* [Task prompt]: Copy out each line below exactly as written.

[Records from a collection]
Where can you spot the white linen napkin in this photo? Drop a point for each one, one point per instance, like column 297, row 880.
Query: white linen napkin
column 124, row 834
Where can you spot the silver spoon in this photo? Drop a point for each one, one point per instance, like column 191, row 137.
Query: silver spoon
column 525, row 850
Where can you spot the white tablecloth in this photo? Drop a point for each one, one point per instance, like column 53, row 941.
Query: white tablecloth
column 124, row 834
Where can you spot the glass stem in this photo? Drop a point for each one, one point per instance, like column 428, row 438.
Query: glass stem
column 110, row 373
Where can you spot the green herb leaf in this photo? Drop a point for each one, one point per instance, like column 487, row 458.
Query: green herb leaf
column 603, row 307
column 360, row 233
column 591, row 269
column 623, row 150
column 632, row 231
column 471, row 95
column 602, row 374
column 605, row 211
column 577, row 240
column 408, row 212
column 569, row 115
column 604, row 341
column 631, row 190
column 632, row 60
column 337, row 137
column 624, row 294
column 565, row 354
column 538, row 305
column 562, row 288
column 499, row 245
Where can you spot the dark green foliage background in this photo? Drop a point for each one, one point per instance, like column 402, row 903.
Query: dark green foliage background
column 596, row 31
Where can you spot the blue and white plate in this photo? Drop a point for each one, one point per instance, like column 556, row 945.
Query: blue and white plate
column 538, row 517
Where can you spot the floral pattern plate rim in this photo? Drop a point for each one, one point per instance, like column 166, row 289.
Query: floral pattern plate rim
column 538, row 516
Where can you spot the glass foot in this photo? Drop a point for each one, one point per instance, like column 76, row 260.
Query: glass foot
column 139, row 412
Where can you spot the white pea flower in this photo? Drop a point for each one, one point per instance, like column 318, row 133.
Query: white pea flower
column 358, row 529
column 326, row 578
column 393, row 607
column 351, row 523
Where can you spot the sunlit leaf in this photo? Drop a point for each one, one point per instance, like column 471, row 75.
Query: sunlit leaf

* [Problem solution]:
Where can you spot the white linen napkin in this photo? Drop a point for each one, one point per instance, like column 297, row 880.
Query: white linen napkin
column 124, row 834
Where can you spot the silver spoon in this photo? Drop a point for each one, one point per instance, like column 191, row 137.
Query: silver spoon
column 525, row 850
Where can you spot the white tablecloth in this photo? Drop a point for each one, one point per instance, like column 53, row 941.
Query: white tablecloth
column 124, row 834
Where can you spot the glass stem in this photo? Drop a point for each one, one point per instance, like column 428, row 438.
Query: glass stem
column 110, row 373
Where can you spot the green herb leaf in this photo? Drop a point for each one, one point per instance, like column 487, row 458.
Query: green herb leaf
column 603, row 307
column 360, row 233
column 591, row 269
column 623, row 150
column 632, row 231
column 471, row 95
column 602, row 374
column 605, row 211
column 577, row 240
column 408, row 212
column 569, row 115
column 604, row 341
column 631, row 190
column 632, row 60
column 337, row 137
column 624, row 294
column 565, row 354
column 538, row 305
column 562, row 288
column 499, row 245
Where can you spot the dark green foliage background in this photo? Drop a point for each one, one point per instance, like column 402, row 903.
Query: dark green foliage background
column 596, row 31
Where can you spot the blue and white plate in this photo? Drop a point for each one, one point per instance, like column 556, row 945.
Query: blue and white plate
column 538, row 517
Where can you spot the floral pattern plate rim in this photo? Drop a point for each one, one point per instance, like column 166, row 289.
Query: floral pattern plate rim
column 538, row 516
Where can you spot the glass foot in this photo? Drop a point for each one, one point per instance, like column 76, row 260.
Query: glass foot
column 139, row 412
Where can you spot the white pea flower in this photo? Drop a point for each one, one point per instance, like column 318, row 133.
Query: white pea flower
column 358, row 529
column 326, row 578
column 393, row 607
column 351, row 523
Where can you spot the sunlit leaf in this photo? Drop a point for each one, one point per instance, like column 471, row 75.
Query: sunlit leaf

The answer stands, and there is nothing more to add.